I cannot answer that with a simple, succinct answer for several reasons.  First of all, the lenses are more important than the body used, so start with first rate glass.  If you cannot afford good prime L super telephotos, then rent them.  Do not do without good glass. The body is of lesser importance than the glass, but the speed of AF and the high ISO noise levels are determined by the bodies, and this will matter quite a bit.

  Is a 7D much preferable to the OP's 40D?  Absolutely!!  But if all I had was a 40D could I get some good images with good glass?  Absolutely!  

But not as many, or as good, as I would with a 7D. As I said earlier, you really do want two bodies at a minimum.  As for 20 x 30 inch prints, one can do that easily with good, sharp properly exposed files from a 40D.  I have several 16x 24 in prints from a 40D sensor.

Like with great lenses, if you cannot afford a first rate body, rent one from Borrow Lenses or one of the other vendors.  Get it a week before you leave, and practice shooting birds in flight, so that you know how to optimally use the Autofocus, with a single AF point.  Do not be offended if I am stating the obvious to you, but lots of folks really seem to think autofocus is up to the camera and let the camera choose the AF points ( this won't work out very well with running wildlife ) , and not a user skill. When you can keep a single AF point on a bird in flight diving for fish, then you can be sure you can follow a lion hunting with a single AF point. -  

The Autofocus system on the 7D is orders of magnitude better than the 40D's AF, but the AF of the 7D takes a bit of learning to use most effectively.  This is even more true with a1DMk4 or a 1Dx.  

So yes, if I only had one body, I could get by with a 7D.  Would it be my first choice, no, it is now 2-3 years past its prime).  I am not being snide here, I still use my 7D for a great deal of my images, despite owning "better" ( superior technically ) cameras like a 1DMk4, because a 7D is very capable, smaller, lighter, handles easily, and I know it like my own skin.  The high ISO files are noisier than a 1Dmk4 or a 5DMk2, but so what, at 100 or 200 ISO who can tell the difference.  I stated in my previous post about my images, most viewers cannot distinguish them on the basis of the camera body they they were shot with.

* _WRITTEN PROBLEM 1_
Please answer from the camera post:
(a) What size are the prints the writer has several of from a 40D sensor?
(b) Which rental vendor does the camera post name?
(c) How far ahead of leaving does the camera post say to get a rented body?

* _RECORD LIST_
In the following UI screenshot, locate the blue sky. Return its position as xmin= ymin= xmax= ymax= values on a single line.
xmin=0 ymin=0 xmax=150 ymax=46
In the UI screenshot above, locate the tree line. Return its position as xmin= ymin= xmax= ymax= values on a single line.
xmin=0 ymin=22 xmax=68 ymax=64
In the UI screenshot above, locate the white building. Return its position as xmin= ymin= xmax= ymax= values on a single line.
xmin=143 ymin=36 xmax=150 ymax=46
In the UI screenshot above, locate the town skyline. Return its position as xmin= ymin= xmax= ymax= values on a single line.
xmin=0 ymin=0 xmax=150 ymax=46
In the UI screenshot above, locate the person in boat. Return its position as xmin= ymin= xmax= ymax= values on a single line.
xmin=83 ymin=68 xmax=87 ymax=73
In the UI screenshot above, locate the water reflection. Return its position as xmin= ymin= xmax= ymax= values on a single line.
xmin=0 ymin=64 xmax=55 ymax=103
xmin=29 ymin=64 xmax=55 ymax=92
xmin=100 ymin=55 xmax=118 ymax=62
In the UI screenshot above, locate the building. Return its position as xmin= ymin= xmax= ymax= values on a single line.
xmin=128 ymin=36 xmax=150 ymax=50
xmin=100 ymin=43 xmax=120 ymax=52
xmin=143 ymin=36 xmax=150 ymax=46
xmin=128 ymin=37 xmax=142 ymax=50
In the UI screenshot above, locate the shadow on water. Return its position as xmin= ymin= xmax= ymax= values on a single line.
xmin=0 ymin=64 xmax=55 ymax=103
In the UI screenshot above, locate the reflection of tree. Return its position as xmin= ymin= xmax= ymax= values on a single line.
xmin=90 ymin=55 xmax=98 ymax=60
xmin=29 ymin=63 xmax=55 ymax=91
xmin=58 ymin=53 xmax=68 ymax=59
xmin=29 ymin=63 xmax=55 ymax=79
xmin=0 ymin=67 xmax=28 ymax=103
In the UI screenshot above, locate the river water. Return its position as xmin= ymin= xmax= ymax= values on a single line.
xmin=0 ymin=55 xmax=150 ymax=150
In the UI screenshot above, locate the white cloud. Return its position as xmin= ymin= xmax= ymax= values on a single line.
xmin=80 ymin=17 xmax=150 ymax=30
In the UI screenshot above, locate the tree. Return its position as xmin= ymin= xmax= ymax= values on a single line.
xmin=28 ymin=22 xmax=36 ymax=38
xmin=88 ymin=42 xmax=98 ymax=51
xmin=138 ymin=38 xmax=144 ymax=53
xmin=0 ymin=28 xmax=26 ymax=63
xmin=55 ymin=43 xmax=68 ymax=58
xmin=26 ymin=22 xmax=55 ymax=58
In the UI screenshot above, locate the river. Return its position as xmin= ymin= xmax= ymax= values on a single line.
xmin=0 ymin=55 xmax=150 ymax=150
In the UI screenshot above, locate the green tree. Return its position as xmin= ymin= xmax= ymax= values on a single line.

* _WRITTEN PROBLEM 2_
Transcribe the records word for word, covering the stretch from the line containing "In the UI screenshot above, locate the river." through the end of the records.

* _FINAL RESULT 1_
(a) 16x 24 in.
(b) Borrow Lenses.
(c) A week before you leave.

* _FINAL RESULT 2_
In the UI screenshot above, locate the river. Return its position as xmin= ymin= xmax= ymax= values on a single line.
xmin=0 ymin=55 xmax=150 ymax=150
In the UI screenshot above, locate the green tree. Return its position as xmin= ymin= xmax= ymax= values on a single line.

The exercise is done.